▸ EXERCISE DETAILS: Go to the line that contains "Question. Indicate the orange" and extract it along with every line after it, exactly, through the end of the data below.
((
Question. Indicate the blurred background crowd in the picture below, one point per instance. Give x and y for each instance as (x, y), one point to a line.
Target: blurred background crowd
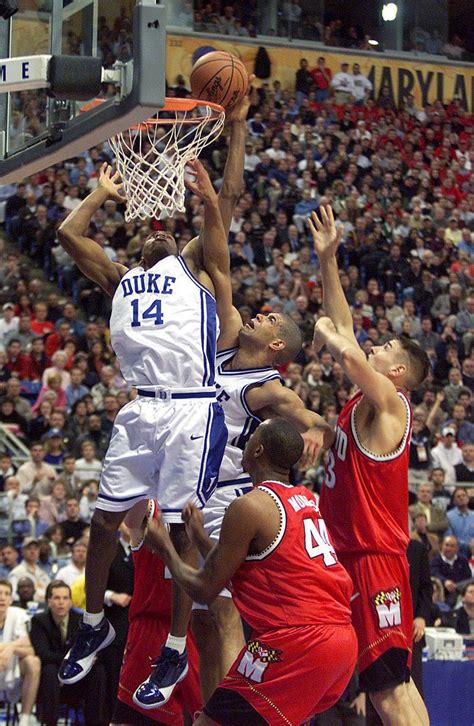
(401, 183)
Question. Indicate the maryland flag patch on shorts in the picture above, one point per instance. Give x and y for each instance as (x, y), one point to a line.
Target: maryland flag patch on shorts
(256, 659)
(387, 607)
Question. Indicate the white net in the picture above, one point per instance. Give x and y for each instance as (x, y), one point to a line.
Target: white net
(152, 157)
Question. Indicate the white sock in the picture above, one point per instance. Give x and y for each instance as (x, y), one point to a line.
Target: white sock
(179, 644)
(93, 618)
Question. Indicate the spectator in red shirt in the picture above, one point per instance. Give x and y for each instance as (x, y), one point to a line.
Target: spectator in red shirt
(57, 340)
(40, 325)
(322, 77)
(17, 362)
(53, 384)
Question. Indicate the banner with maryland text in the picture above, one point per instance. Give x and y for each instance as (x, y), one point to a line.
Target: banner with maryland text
(427, 81)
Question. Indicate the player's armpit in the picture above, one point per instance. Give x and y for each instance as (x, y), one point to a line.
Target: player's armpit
(230, 324)
(272, 399)
(238, 530)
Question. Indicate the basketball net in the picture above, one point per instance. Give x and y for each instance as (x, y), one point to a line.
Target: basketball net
(151, 157)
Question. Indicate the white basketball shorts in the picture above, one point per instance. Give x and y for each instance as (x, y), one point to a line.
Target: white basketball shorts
(168, 449)
(214, 512)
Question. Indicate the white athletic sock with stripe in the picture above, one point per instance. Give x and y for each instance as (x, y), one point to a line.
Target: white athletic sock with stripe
(179, 644)
(93, 618)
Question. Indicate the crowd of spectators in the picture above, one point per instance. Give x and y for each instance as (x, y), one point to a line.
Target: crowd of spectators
(313, 22)
(401, 183)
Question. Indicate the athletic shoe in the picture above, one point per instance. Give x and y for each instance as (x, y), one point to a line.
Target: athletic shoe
(80, 659)
(168, 670)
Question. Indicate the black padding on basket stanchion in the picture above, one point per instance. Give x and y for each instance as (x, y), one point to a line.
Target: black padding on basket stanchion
(75, 78)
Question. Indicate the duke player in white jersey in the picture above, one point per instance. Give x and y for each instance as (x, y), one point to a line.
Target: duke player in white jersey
(169, 441)
(250, 391)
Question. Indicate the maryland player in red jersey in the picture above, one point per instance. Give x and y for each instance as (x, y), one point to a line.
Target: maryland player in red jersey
(287, 584)
(149, 618)
(365, 496)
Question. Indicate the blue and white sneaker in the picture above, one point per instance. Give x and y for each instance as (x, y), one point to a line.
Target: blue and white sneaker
(168, 670)
(80, 658)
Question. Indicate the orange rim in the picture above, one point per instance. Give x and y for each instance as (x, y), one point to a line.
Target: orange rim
(171, 104)
(90, 105)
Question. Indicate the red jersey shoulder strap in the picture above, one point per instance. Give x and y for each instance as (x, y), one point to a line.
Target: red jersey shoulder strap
(270, 490)
(403, 443)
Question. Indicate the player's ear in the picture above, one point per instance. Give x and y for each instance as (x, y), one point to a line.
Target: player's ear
(398, 370)
(278, 345)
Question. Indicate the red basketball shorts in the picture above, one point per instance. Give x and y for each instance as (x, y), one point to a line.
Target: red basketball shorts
(288, 675)
(382, 612)
(146, 635)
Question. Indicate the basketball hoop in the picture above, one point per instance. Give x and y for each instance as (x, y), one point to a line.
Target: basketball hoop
(151, 156)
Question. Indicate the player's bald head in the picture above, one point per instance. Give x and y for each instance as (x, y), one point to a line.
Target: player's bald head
(275, 443)
(158, 246)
))
▸ THE REPLY:
Question. Indicate the orange rim in the picture above, one point per instance. Give x and y for each instance as (x, y), one point to a line.
Target: orange rim
(171, 104)
(90, 105)
Question. Indicate the red jersey shoulder strap in the picture above, one point per instance. Give x and y for each instance as (x, y), one point to a line.
Target: red jersey shoulder strap
(270, 490)
(403, 443)
Question. Indicate the player's ear in the picture above, one point per instance. Give x and y for each instance as (x, y), one point to a line.
Target: player's ear
(398, 370)
(278, 345)
Question. Indicate the red basketball shorts in the picture above, one point per instance. Give x and y for each instance as (x, y), one point to a line.
Target: red basketball shorts
(288, 675)
(382, 612)
(146, 635)
Question. Indicate the basketball hoop in the picture above, one point per instance. Give x and y for each instance as (x, y), one point to a line.
Target: basketball hoop
(151, 156)
Question. Indicate the player's bald head in the picture above, one point per instance. Give x and y for each instance as (x, y), one point to a line.
Target: player's bald head
(275, 443)
(158, 246)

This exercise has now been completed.